→ TASK PROMPT
The data must be written out once more, precisely as given.
"""
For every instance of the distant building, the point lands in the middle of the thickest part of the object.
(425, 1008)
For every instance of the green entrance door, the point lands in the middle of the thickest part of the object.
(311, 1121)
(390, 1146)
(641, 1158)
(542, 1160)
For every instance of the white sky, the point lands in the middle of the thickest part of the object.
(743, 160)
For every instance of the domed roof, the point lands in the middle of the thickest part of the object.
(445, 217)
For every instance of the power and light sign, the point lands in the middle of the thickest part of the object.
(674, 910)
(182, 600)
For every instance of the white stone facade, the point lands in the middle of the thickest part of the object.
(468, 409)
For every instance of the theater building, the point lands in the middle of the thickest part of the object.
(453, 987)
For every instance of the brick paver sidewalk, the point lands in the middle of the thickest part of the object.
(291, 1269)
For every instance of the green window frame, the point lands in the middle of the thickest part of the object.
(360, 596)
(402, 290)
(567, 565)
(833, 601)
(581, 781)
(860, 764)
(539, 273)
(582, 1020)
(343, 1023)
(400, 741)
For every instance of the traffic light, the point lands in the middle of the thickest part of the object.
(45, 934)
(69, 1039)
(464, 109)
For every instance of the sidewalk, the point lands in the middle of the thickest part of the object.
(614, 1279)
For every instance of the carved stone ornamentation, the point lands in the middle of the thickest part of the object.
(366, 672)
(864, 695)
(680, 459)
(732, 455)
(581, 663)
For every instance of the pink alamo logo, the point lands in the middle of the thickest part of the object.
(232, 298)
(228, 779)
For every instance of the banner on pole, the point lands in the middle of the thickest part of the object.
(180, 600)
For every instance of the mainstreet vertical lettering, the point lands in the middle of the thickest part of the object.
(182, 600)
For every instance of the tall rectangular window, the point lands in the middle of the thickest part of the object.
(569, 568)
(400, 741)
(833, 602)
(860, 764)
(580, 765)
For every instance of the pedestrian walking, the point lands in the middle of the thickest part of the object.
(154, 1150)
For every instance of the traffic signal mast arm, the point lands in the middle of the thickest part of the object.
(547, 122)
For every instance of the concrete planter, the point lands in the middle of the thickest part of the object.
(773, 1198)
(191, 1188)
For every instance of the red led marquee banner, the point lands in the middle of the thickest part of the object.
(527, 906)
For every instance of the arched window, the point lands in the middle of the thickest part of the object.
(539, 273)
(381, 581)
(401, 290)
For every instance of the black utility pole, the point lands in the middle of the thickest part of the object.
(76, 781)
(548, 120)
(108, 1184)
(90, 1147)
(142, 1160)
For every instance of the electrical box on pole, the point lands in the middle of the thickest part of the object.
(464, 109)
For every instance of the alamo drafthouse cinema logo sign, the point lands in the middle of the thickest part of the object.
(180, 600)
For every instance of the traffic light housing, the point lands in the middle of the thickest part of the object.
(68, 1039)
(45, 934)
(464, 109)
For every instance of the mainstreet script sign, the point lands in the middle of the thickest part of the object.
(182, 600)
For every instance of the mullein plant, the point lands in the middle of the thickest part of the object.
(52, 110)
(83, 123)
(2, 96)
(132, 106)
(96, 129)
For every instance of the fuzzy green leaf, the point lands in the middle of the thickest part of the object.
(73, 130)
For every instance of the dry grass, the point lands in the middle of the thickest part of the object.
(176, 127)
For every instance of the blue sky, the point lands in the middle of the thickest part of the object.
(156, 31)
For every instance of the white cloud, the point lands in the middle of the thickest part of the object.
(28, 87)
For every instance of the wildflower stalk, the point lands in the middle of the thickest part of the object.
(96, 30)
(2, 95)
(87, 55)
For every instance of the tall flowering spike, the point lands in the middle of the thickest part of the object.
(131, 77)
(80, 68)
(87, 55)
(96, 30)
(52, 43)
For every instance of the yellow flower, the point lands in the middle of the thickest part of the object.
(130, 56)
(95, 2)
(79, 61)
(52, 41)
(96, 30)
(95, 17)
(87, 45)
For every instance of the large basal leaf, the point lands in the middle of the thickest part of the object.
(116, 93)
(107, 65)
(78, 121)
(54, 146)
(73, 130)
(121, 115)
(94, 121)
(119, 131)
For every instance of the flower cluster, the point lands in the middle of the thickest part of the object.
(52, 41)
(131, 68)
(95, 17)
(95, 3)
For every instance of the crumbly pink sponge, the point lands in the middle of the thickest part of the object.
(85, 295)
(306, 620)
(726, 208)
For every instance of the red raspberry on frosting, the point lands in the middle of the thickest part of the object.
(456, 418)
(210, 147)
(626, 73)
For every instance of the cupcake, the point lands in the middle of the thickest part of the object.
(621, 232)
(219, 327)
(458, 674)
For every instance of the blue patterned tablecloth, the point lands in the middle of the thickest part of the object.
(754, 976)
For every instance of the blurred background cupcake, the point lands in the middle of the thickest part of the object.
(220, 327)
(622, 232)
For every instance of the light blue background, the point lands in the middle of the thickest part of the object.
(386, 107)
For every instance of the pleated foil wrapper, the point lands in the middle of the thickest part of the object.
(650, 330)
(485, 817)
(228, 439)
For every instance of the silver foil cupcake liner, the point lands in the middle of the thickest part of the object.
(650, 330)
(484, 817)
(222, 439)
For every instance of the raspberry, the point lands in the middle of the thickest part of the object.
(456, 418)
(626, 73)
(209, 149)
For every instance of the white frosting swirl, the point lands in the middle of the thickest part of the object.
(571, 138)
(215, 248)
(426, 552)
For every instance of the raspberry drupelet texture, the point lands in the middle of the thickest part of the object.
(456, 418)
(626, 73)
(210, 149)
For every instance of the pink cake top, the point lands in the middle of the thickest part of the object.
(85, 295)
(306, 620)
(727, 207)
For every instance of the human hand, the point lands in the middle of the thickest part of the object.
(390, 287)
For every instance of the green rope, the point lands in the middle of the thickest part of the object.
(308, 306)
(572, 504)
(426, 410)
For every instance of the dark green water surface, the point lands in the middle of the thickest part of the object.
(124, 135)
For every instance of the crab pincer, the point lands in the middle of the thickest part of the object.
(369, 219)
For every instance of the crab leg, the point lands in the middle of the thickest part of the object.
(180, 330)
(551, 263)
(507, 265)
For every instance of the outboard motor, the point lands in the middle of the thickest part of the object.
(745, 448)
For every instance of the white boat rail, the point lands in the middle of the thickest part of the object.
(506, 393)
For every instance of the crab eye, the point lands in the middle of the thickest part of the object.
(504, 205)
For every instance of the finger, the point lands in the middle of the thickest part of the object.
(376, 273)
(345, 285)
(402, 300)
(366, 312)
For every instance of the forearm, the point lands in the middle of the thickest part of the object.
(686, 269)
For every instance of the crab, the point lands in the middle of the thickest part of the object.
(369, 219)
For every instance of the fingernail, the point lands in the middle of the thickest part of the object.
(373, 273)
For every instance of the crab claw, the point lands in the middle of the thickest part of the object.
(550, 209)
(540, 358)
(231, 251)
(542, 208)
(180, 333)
"""
→ EXERCISE RESULT
For every instance of the distant building, the point lands in the middle of the thickest part of the object.
(425, 1008)
For every instance of the green entrance door, the point lands in the middle of the thickest part of the object.
(311, 1121)
(390, 1146)
(641, 1158)
(542, 1160)
For every instance of the white sky, the point lands in the middle of the thickest part of the object.
(743, 160)
For every instance of the domed roof, the point lands in the middle of the thickest part of the object.
(445, 217)
For every instance of the power and light sign, the point lands in the middle of the thickest part of the object.
(674, 910)
(182, 600)
For every instance of the white stone facade, the point lands in the middle of the thickest part of the object.
(468, 409)
For every instance of the theater building, the point lands in the middle of the thickest part of the object.
(453, 987)
For every instance of the brick paver sidewalk, the point lands in the middle of the thickest part of the object.
(291, 1269)
For every instance of the green window frame, the point lands in the middle of the thickest part of the object.
(360, 596)
(402, 290)
(567, 565)
(833, 601)
(581, 781)
(860, 764)
(539, 273)
(582, 1020)
(343, 1023)
(400, 741)
For every instance of the traffic light, the point lands in the middle of the thickest part of the object.
(45, 934)
(69, 1039)
(464, 109)
For every instance of the sidewalk, the point lands in the middle of the thickest part of the object.
(614, 1279)
For every instance of the carved stone ornamentation, the point lands in the middle of the thickest part of the object.
(366, 672)
(864, 695)
(680, 459)
(732, 455)
(581, 663)
For every instance of the pink alamo logo, the point lands in the middle of the thickest part of the object.
(232, 298)
(228, 779)
For every instance of the banner on pole, the point lands in the middle of the thickest part of the object.
(180, 600)
For every instance of the mainstreet vertical lettering, the point lands in the middle of the thickest part of the object.
(182, 600)
For every instance of the tall rectangular window, the point lands in the middle of the thickest part of the object.
(569, 568)
(400, 741)
(833, 602)
(860, 764)
(580, 765)
For every instance of the pedestrian walking, the point lands in the middle of the thickest part of the object.
(154, 1150)
For every instance of the traffic signal mast arm, the point lands in the middle of the thickest part of the object.
(547, 122)
For every instance of the concrete planter, the point lands in the middle of the thickest part of the object.
(773, 1198)
(191, 1188)
For every instance of the red led marquee banner, the point lands in the middle of the thickest part of the object.
(527, 906)
For every instance of the arched window, the point lands in the middle of the thickest part of the object.
(539, 273)
(381, 581)
(401, 290)
For every instance of the black utility pole, the point lands in the middle of the thickest part of the object.
(76, 781)
(548, 120)
(108, 1184)
(90, 1147)
(142, 1160)
For every instance of the electrical box on pole, the point lands in the middle of the thickest part of the object.
(464, 109)
For every instance of the alamo drafthouse cinema logo sign, the point lands in the middle of the thickest part of the object.
(180, 600)
For every instance of the traffic light housing, the point lands in the middle of the thickest part of the object.
(68, 1039)
(45, 934)
(464, 109)
For every instance of the mainstreet script sign, the point lands in the middle of the thickest part of the object.
(182, 600)
For every instance of the mullein plant, the point lands in the middle of the thickest part of the object.
(52, 110)
(83, 123)
(2, 96)
(132, 106)
(96, 129)
For every instance of the fuzzy green leaf, the point lands in the middle of the thickest part of the object.
(73, 130)
For every instance of the dry grass, the point lands in the middle of the thickest part of the object.
(176, 127)
For every instance of the blue sky, the point lands in the middle of the thickest part of the object.
(156, 31)
For every instance of the white cloud, the point lands in the middle of the thickest part of the object.
(28, 87)
For every instance of the wildflower stalk, the point lands in the middle of the thickest part of the object.
(96, 30)
(2, 95)
(87, 55)
For every instance of the tall flowering spike, the point lands in the middle of the thickest part of the object.
(131, 77)
(80, 68)
(87, 55)
(96, 30)
(52, 43)
For every instance of the yellow flower, the point lands in the middle of the thickest part of the object.
(130, 56)
(95, 2)
(79, 61)
(52, 41)
(96, 30)
(95, 17)
(87, 45)
For every instance of the large basal leaf, the point lands in the middle of the thickest part of the object.
(116, 93)
(107, 65)
(78, 121)
(54, 146)
(73, 130)
(121, 115)
(94, 121)
(119, 131)
For every instance of the flower cluster, the point lands in the middle of the thickest part of the object.
(52, 41)
(131, 68)
(95, 17)
(95, 3)
For every instance of the crumbly pink sponge, the point lands in the middle of the thickest part of the object.
(85, 295)
(306, 620)
(726, 208)
For every instance of the red raspberry on frosting, the point lands in the middle of the thickest part of the object.
(456, 418)
(210, 147)
(626, 73)
For every instance of the cupcake, the point lands in the middle of the thickest part of the object.
(621, 232)
(219, 327)
(458, 674)
For every instance of the blue patterned tablecloth, the point lands in the middle of the thickest part of the object.
(754, 976)
For every instance of the blurred background cupcake, the point lands in the middle of the thickest part of the object.
(220, 327)
(622, 232)
For every instance of the light blue background, the point lands in the middle of the thickest part of the object.
(386, 107)
For every instance of the pleated foil wrapper, the point lands in the middle of the thickest part of the object.
(650, 330)
(485, 817)
(228, 439)
For every instance of the silver foil cupcake liner, the point lands in the middle of the thickest part of the object.
(650, 330)
(484, 817)
(222, 439)
For every instance of the raspberry, the point lands in the middle of the thickest part of the object.
(456, 418)
(626, 73)
(209, 149)
For every instance of the white frosting swirl, the point lands in the middle of the thickest part of the object.
(571, 138)
(215, 248)
(426, 552)
For every instance of the raspberry drupelet texture, the point lands in the middle of the thickest part of the object.
(456, 418)
(626, 73)
(210, 149)
For every instance of the pink cake top, the point lands in the middle of the thickest part of the object.
(85, 295)
(306, 620)
(727, 207)
For every instance of the human hand, the point lands in the middle of the thickest part of the object.
(390, 287)
For every instance of the green rope, the point lands in the middle of the thickest part of the object.
(308, 306)
(572, 504)
(426, 410)
For every instance of the dark green water surface, the point lands in the middle of the thickest part of the object.
(124, 135)
For every instance of the crab pincer, the point lands in the middle of the thickest part of the object.
(369, 219)
For every instance of the crab leg, the point lands in the middle of the thickest part of the object.
(180, 330)
(551, 263)
(507, 265)
For every instance of the outboard motor, the point lands in the middle of the thickest part of the object.
(745, 448)
For every instance of the white boat rail, the point lands in the middle of the thickest part of the object.
(506, 393)
For every instance of the crab eye, the point lands in the middle of the thickest part of the object.
(504, 205)
For every instance of the finger, the point lands in the middle of the thickest part of the object.
(376, 273)
(345, 285)
(402, 300)
(366, 312)
For every instance of the forearm, the point lands in the middle of the thickest part of the object.
(686, 269)
For every instance of the crab, the point lands in the middle of the thickest part of the object.
(369, 219)
For every instance of the fingernail, the point lands in the middle of the thickest part of the object.
(373, 273)
For every instance of the crab claw, the point lands in the middle of the thickest part of the object.
(550, 209)
(540, 358)
(231, 251)
(542, 208)
(180, 333)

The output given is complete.